▶ **YOUR GOAL**
Rewrite the lines below, switching each occurrence of "thickest part" to "widest part" and leaving all other text as it is.
━━━ DATA EXCERPTS ━━━
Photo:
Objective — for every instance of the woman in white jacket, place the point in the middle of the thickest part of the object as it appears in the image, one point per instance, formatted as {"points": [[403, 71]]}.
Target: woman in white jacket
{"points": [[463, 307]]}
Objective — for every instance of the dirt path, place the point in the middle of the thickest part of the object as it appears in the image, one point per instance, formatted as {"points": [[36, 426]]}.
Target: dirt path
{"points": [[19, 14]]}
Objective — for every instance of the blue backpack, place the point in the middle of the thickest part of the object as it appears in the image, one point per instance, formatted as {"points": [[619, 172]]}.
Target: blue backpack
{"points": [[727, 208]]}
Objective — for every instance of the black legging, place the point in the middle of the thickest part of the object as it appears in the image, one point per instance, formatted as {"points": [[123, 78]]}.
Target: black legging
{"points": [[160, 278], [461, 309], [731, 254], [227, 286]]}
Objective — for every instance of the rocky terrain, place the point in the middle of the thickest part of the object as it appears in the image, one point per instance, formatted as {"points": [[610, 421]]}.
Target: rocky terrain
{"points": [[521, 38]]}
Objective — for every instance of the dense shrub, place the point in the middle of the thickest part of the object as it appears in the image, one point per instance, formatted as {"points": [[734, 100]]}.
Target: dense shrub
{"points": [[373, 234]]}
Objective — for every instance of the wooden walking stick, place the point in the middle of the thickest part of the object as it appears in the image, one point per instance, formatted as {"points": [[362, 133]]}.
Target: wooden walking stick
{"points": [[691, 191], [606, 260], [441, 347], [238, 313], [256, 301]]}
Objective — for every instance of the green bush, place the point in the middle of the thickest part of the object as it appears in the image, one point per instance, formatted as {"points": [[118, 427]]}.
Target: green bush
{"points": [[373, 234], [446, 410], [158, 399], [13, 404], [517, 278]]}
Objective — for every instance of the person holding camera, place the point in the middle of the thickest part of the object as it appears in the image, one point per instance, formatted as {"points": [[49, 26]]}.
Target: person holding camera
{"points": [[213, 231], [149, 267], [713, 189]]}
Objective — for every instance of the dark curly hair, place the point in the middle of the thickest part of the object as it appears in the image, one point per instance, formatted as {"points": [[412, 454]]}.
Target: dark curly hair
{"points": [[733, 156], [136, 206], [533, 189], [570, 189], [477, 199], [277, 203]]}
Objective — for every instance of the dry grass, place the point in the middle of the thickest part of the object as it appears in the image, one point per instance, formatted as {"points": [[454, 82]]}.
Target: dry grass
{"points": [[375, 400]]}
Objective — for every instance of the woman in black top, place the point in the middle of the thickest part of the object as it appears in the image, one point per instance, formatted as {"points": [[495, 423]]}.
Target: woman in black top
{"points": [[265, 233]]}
━━━
▶ **OUTPUT**
Photo:
Objective — for every instance of the woman in white jacket, place the point in the middle of the widest part of the object as it appears in the image, one point per instance, formatted as {"points": [[403, 71]]}.
Target: woman in white jacket
{"points": [[463, 307]]}
Objective — for every instance of the dirt path, place the point in the middle of the widest part of the object as it appears in the image, one point per instance, formatted as {"points": [[36, 426]]}.
Target: dirt path
{"points": [[19, 14]]}
Objective — for every instance of the blue backpack, place the point in the middle of the widest part of the object as it appears in the image, one point per instance, formatted as {"points": [[619, 172]]}.
Target: blue backpack
{"points": [[727, 208]]}
Objective — for every instance of the black legging, place the point in the middle of the widest part of the object as it appears in the image, one point per instance, formatted as {"points": [[123, 78]]}.
Target: black legging
{"points": [[160, 278], [461, 309], [731, 254], [227, 286]]}
Objective — for every instance of the rocky terrain, place the point in the middle of the widest part of the object as it appears in the image, one point per instance, formatted as {"points": [[610, 421]]}.
Target: rocky terrain
{"points": [[521, 38]]}
Objective — for every instance of the dense shrub, place the point in the middle of the widest part of the object as it appears in the image, one point per instance, formatted as {"points": [[734, 100]]}.
Target: dense shrub
{"points": [[373, 234]]}
Objective — for every instance of the wooden walking stick, place the point in the middle of the widest part of the object as it appears in the image, one point per instance, formatted as {"points": [[362, 133]]}.
Target: wooden walking stick
{"points": [[691, 191], [606, 260], [441, 347], [238, 313], [256, 301]]}
Objective — for every instance of the green bush, place the point in the middle of the widest part of the object as it appears in the image, one point per instance, formatted as {"points": [[118, 427]]}.
Target: green bush
{"points": [[373, 234], [446, 410], [158, 399], [13, 404], [517, 278]]}
Objective — for every instance of the person holding camera, place the point in the middle of the widest part of the object as it appears in the image, one point per instance, formatted as {"points": [[49, 26]]}.
Target: person holding camera
{"points": [[213, 231], [149, 267], [713, 189]]}
Objective — for every instance of the dark curly hair, place the point in the middle of the widest part of the object as it appears in the image, one point per instance, formatted as {"points": [[412, 454]]}.
Target: dark curly hair
{"points": [[733, 156], [136, 206], [533, 189], [570, 189], [477, 199], [277, 203]]}
Objective — for every instance of the dry grass, place the point in the middle of the widest part of the object as it appears in the image, one point per instance, formatted as {"points": [[454, 82]]}.
Target: dry grass
{"points": [[375, 400]]}
Objective — for every instance of the woman in black top, place the point in the middle of the widest part of the object as it appears in the image, one point per instance, formatted as {"points": [[495, 423]]}.
Target: woman in black top
{"points": [[265, 233]]}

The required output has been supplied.